··· Document passage
Yes, the namesake of my alma mater had come into his role as Ontario’s education czar claiming that education should be universal and compulsory. But according to Hunter Knight at the University of Toronto’s Ontario Institute for Studies in Education, the Common Schools Act of 1844 did not institute equality of opportunity in schooling.
Her research shows that the Act excluded at least four categories of children. Indigenous children were taken from the families and assigned to the residential system for a dozen years of hard labour and discipline – eradicating any memory of their homes, their families, their language and their cultures. Meanwhile, separate schools established in 1850 for Catholics and Protestants, excluded the children of Black families. In 1862, so-called vagrant and neglected children of the poor were streamed into industrial schools to divert them from imagined lives of crime. And in 1868, the Ryerson model sent children who were deaf or blind to schools where they learned manual trades.
······
··· Data listing
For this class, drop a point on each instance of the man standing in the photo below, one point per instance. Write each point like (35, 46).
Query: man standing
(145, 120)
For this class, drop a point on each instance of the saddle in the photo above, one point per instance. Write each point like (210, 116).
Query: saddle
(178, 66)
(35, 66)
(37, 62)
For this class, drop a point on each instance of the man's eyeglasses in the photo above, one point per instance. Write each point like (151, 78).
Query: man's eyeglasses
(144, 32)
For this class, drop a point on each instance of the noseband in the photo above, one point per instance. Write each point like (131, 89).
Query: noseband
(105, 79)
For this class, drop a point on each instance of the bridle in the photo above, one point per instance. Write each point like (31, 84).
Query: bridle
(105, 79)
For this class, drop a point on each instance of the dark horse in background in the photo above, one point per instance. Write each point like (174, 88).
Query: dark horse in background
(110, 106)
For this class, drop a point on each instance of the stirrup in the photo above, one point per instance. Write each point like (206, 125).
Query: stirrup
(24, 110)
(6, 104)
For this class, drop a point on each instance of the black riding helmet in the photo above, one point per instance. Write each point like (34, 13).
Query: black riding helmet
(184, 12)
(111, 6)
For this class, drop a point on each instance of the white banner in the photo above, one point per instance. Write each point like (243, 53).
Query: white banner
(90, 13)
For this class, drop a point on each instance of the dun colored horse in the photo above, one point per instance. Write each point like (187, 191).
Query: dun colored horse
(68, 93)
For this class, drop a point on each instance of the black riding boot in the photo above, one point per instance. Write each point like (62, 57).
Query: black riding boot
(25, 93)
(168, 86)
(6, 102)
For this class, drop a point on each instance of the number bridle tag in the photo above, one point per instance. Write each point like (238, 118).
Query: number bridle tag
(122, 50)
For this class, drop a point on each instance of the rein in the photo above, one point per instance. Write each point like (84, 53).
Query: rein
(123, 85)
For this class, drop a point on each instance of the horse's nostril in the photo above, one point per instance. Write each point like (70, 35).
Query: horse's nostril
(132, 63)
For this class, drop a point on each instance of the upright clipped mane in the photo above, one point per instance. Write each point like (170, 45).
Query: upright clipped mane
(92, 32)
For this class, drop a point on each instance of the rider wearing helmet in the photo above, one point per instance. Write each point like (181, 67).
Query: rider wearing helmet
······
Problem to solve = Please take the passage above about the Common Schools Act of 1844 further, continuing from its final sentence.

Reply =
Ryerson envisioned schools as a national development program. His vision was deeply entrenched in colonial, racialized and hierarchical terms, so that Canada would “not be distanced by other countries in the race of civilization,” Ryerson wrote. Knight believes what Ryerson fashioned, however, “amounted to cultural genocide.”
But for people such as myself, who boasted proudly of his degree in broadcasting from Ryerson, there’s a deeper flaw in all this. How could we, who learned the skills of research, investigation and reporting of our world, have completely overlooked the namesake’s ulterior motives in 19th-century Canada West?
Why did none of us, trained to look past the obvious, examine the legacy of Ontario’s guru of education, the parliamentary system which gave its blessing to such marginalizing treatment? Where were our instructors, who may well have turned a blind eye to Ryerson’s colonial and racist agenda in our lectures?
As an undergrad at Ryerson, I reported in the Eyeopener, the Ryerson newspaper. Not once did I consider the history of my school’s founder. I hosted news and current affairs programs on the institution’s radio station CJRT FM and never put a mirror to Ryerson himself.
I graduated from an applied arts program, but never once applied Ryerson’s motto – Mente et artificio (with mind and skill). Questioning deaths at residential schools, exposing the abuse, critiquing the so-called public education system designed by the man embossed on my degree, never crossed my mind.
A toppled statue is the least of our worries.